Data drawn from a collection
--- BEGIN ---
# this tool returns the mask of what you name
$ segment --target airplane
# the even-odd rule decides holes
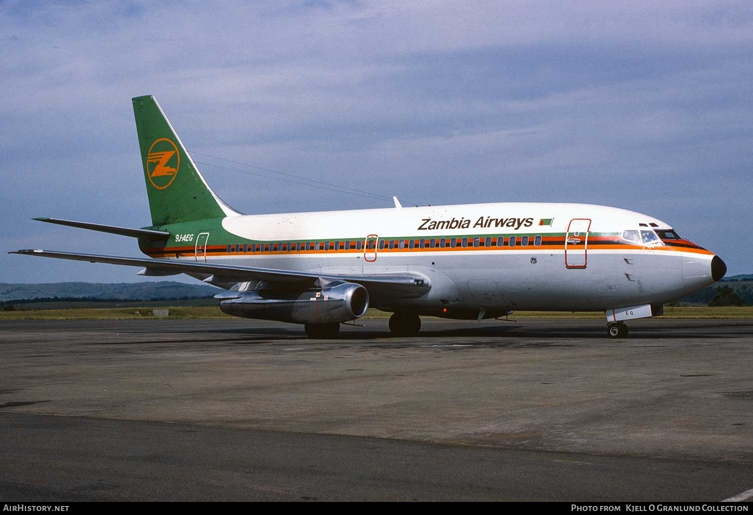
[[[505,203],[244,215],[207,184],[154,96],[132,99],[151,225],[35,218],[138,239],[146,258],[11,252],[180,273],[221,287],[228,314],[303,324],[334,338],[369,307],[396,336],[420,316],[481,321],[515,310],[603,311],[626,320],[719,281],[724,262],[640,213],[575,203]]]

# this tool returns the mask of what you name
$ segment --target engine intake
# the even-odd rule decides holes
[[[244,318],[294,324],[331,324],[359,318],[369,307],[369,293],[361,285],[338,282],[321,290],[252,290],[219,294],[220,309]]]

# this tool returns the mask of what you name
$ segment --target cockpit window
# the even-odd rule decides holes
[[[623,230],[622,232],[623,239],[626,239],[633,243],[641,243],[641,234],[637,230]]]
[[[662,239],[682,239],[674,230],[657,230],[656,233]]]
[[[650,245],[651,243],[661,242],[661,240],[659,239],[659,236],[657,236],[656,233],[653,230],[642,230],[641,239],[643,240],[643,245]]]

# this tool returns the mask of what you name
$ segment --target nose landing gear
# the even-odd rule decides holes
--- END ---
Please output every one of the lines above verbatim, omitting the picture.

● **Worked answer**
# this tool returns the mask of what you name
$ segment --target airplane
# the even-odd rule decides holes
[[[505,203],[244,215],[207,184],[154,96],[132,99],[151,225],[35,218],[138,239],[146,258],[11,252],[180,273],[221,287],[228,314],[303,324],[334,338],[369,307],[396,336],[420,316],[481,321],[515,310],[603,311],[626,320],[719,281],[724,262],[640,213],[575,203]]]

# this tool returns the mask of what you name
$ segment --target engine intake
# the even-odd rule decides holes
[[[244,318],[294,324],[331,324],[359,318],[369,307],[369,293],[361,285],[338,282],[321,290],[252,290],[219,294],[220,309]]]

# this tool returns the mask of what you name
$ segment --target cockpit window
# the even-odd rule decides holes
[[[623,230],[622,232],[623,239],[626,239],[633,243],[641,243],[641,234],[637,230]]]
[[[662,239],[682,239],[674,230],[657,230],[656,233]]]
[[[650,245],[651,243],[661,242],[661,240],[659,239],[659,236],[657,236],[656,233],[653,230],[642,230],[641,239],[643,240],[643,245]]]

# this tool returns the mask of what you name
$ segment --target nose landing gear
# the even-odd rule decides holes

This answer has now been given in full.